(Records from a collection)

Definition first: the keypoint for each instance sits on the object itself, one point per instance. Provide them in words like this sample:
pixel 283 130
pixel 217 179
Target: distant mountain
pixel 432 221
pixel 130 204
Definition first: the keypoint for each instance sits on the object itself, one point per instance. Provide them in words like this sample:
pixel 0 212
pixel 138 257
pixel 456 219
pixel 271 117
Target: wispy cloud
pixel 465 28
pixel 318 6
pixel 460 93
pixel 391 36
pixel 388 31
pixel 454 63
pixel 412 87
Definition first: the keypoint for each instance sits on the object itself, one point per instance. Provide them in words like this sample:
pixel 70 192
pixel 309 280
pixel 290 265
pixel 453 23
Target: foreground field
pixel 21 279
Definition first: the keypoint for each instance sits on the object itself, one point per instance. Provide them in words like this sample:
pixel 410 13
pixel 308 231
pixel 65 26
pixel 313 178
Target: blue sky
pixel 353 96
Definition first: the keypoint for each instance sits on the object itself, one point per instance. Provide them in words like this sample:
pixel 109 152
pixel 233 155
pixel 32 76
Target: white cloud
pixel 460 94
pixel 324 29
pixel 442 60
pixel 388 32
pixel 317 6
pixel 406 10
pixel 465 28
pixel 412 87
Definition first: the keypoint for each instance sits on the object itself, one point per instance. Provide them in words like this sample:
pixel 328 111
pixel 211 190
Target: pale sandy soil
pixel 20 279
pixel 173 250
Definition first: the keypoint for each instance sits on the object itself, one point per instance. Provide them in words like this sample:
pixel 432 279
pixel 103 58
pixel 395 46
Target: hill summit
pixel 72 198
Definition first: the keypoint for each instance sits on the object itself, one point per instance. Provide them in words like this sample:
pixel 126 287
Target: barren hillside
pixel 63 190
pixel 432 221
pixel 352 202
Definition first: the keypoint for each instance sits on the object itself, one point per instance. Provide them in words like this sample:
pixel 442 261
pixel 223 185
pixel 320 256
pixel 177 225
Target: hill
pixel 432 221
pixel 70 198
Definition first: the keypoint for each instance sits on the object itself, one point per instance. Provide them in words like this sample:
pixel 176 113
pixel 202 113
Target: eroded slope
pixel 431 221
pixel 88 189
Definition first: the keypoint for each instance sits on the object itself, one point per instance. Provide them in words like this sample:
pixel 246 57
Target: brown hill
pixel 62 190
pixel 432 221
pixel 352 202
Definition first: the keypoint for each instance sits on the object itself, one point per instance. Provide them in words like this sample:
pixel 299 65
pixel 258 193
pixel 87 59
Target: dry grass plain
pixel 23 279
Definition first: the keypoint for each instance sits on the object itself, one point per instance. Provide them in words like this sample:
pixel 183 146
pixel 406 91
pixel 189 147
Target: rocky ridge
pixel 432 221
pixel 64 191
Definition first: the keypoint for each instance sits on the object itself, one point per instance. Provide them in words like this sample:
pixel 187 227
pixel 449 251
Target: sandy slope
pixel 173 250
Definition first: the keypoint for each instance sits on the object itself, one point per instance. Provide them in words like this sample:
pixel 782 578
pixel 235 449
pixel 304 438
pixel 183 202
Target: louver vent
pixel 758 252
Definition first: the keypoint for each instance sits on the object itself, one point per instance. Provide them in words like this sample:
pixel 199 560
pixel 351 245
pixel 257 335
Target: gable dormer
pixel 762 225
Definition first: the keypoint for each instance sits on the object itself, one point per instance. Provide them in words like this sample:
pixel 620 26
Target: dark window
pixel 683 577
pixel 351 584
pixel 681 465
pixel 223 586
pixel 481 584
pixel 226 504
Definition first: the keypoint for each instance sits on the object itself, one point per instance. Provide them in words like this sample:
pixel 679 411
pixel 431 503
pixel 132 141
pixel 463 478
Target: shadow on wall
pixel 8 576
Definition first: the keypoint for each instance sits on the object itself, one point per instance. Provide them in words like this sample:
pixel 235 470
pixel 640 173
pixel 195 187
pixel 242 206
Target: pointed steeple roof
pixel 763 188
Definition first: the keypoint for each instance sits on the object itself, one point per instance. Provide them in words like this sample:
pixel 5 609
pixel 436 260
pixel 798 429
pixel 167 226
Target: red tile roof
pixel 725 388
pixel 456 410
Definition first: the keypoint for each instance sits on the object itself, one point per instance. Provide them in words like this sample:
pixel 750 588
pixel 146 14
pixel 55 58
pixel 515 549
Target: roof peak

WHAT TO WORK ON |
Retype the records above so that nothing differs from the original.

SOLUTION TO THIS EXERCISE |
Definition first: the keypoint for each instance sits on the object itself, one point per instance. Provide them in words like this sample:
pixel 283 130
pixel 217 179
Target: distant mountain
pixel 432 221
pixel 130 204
Definition first: the keypoint for each instance sits on the object itself, one point per instance. Provide them in words like this sample:
pixel 0 212
pixel 138 257
pixel 456 219
pixel 271 117
Target: wispy cloud
pixel 465 28
pixel 318 6
pixel 460 93
pixel 391 36
pixel 388 31
pixel 454 63
pixel 412 87
Definition first: the keypoint for each instance sits on the object itself, one point per instance. Provide them in words like this sample:
pixel 70 192
pixel 309 280
pixel 290 265
pixel 453 23
Target: foreground field
pixel 21 279
Definition first: the keypoint for each instance sits on the object itself, one point per instance. Provide them in words like this sample:
pixel 410 13
pixel 308 231
pixel 65 26
pixel 313 178
Target: blue sky
pixel 353 96
Definition first: the keypoint for each instance sits on the object itself, one point per instance. Provide them in words like this sample:
pixel 109 152
pixel 233 155
pixel 32 76
Target: white cloud
pixel 460 94
pixel 324 29
pixel 442 60
pixel 388 32
pixel 317 6
pixel 406 10
pixel 465 28
pixel 412 87
Definition first: the keypoint for each instance sits on the object itself, one point per instance. Provide them in words like this sample:
pixel 328 111
pixel 211 190
Target: pale sandy soil
pixel 20 279
pixel 173 250
Definition first: the keypoint for each instance sits on the object itself, one point per instance. Provide them in words like this sample:
pixel 432 279
pixel 103 58
pixel 395 46
Target: hill summit
pixel 72 198
Definition first: the keypoint for each instance sits on the object itself, one point per instance. Provide them in words like this sample:
pixel 126 287
Target: barren hillside
pixel 63 190
pixel 432 221
pixel 352 202
Definition first: the keypoint for each instance sits on the object itself, one point per instance. Provide them in words like this sample:
pixel 442 261
pixel 223 185
pixel 320 256
pixel 177 225
Target: hill
pixel 432 221
pixel 70 198
Definition first: the keypoint for each instance sits on the object itself, one point per instance. Provide them in words like this sample:
pixel 176 113
pixel 202 113
Target: eroded slope
pixel 431 221
pixel 88 189
Definition first: the keypoint for each instance sits on the object itself, one point per instance. Provide them in words like this sample:
pixel 246 57
Target: brown hill
pixel 62 190
pixel 432 221
pixel 352 202
Definition first: the keypoint for each instance sits on the object itself, one point per instance. Provide them in words like this sample:
pixel 299 65
pixel 258 193
pixel 87 59
Target: dry grass plain
pixel 23 279
Definition first: the keypoint for each instance sits on the object itself, one point per instance. Provide them in words like this sample:
pixel 183 146
pixel 406 91
pixel 189 147
Target: rocky ridge
pixel 432 221
pixel 64 191
Definition first: the keypoint for each instance sits on the object itself, one point per instance. Provide them in words like this sample:
pixel 187 227
pixel 449 251
Target: sandy slope
pixel 173 250
Definition first: the keypoint for each instance sits on the object itself, one point per instance. Provide them in words like this sample:
pixel 782 578
pixel 235 449
pixel 304 438
pixel 183 202
Target: louver vent
pixel 758 252
Definition first: the keypoint for each instance sits on the object itself, one point per instance. Provide them in words like this sample:
pixel 199 560
pixel 351 245
pixel 257 335
Target: gable dormer
pixel 762 225
Definition first: the keypoint for each instance sits on the object itself, one point per instance. Provide them in words like this sample:
pixel 620 26
Target: dark window
pixel 683 577
pixel 351 584
pixel 681 465
pixel 223 586
pixel 481 584
pixel 226 504
Definition first: the keypoint for each instance sits on the object itself, one point per instance. Provide them in words like this sample:
pixel 679 411
pixel 431 503
pixel 132 141
pixel 463 478
Target: shadow on wall
pixel 8 576
Definition first: the keypoint for each instance sits on the object itself, one point per instance. Provide them in words like this sample:
pixel 235 470
pixel 640 173
pixel 195 187
pixel 242 206
Target: pointed steeple roof
pixel 763 188
Definition first: the keypoint for each instance sits on the object itself, one point per instance. Provide them in words like this sample:
pixel 5 609
pixel 436 260
pixel 798 429
pixel 167 226
Target: red tile roof
pixel 725 388
pixel 456 410
Definition first: the keypoint for each instance sits on the object itself, one point per instance. Provide them in words like this sample:
pixel 750 588
pixel 146 14
pixel 55 58
pixel 515 549
Target: roof peak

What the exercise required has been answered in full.